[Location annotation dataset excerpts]
* Begin *

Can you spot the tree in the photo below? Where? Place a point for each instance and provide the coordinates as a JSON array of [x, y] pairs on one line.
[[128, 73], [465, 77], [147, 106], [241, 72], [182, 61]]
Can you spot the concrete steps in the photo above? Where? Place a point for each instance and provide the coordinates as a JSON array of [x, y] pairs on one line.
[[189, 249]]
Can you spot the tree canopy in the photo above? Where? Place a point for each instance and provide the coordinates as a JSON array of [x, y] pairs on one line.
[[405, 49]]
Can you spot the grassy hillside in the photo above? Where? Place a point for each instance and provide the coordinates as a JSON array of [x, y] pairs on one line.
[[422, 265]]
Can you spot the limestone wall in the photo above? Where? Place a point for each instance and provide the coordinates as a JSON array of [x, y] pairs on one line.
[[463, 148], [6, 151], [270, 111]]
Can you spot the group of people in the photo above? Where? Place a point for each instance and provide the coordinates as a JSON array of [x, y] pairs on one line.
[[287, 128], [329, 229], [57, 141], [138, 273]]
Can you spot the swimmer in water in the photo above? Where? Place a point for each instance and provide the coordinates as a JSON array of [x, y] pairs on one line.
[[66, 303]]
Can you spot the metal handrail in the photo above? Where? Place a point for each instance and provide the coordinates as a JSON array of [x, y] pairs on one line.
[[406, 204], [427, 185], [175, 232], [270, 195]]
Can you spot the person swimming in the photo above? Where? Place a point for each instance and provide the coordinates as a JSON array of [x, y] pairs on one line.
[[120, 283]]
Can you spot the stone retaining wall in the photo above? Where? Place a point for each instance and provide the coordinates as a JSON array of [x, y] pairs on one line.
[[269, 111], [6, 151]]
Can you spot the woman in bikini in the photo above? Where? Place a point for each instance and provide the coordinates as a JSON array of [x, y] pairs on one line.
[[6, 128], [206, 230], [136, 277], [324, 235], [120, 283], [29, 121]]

* End *

## [Instruction]
Copy every line of the listing above without changing anything.

## [Problem solution]
Can you spot the tree in the photo below? Where? Place a point for each instance and provide the coordinates as a JSON array of [x, y] pairs on one line.
[[128, 73], [465, 77], [147, 106], [241, 72], [182, 61]]
Can you spot the concrete steps in the photo above? Where? Place a point for each instance and provide the coordinates as a JSON array of [x, y] pairs on one line.
[[189, 249]]
Can you spot the tree canopy in the photo above? Where? Place a point for each instance and provide the coordinates as a JSON array of [x, y] pairs on one line.
[[405, 49]]
Can you spot the grassy hillside in the photo above? Where? Place a point for each instance and provide the coordinates as a JSON array of [x, y] pairs on one line.
[[422, 265]]
Can you spot the limestone wall in the photo above? Where? Place a point for each instance and provide the coordinates as a JSON array of [x, y] pairs on one line.
[[463, 148], [6, 151], [270, 111]]
Can you spot the group of people in the photo above? Where? Place a point for each instance and provide the coordinates as a JSON array of [x, y] pairs on one line.
[[287, 128], [329, 229], [57, 141], [138, 273]]
Can you spot the swimmer in water in the photo above? Where? Place a point for each instance and provide the coordinates as a JSON array of [x, y] pairs on one line.
[[66, 303]]
Can you spot the metal handrail in the photo above? Where? Place a point for each instance and provide the coordinates as a JSON array of [x, y] pairs on one line.
[[406, 204], [427, 185], [175, 232], [270, 195]]
Can you spot the person swimming in the photo above? Where? Place a point for each instance and provide the coordinates as a JSON array of [x, y] pairs on one line.
[[120, 283]]
Can you spot the stone retaining wall in the photo above? Where? Place a point for each instance and provide the coordinates as a JSON array of [x, y] pairs on one line.
[[269, 111], [6, 151]]
Can you spot the woman in bikini in the photo above? Where? Place a point for each instance and provide the coordinates as a JSON array of [x, y] pairs on one line.
[[6, 128], [206, 230], [136, 277], [324, 235], [120, 283], [29, 121]]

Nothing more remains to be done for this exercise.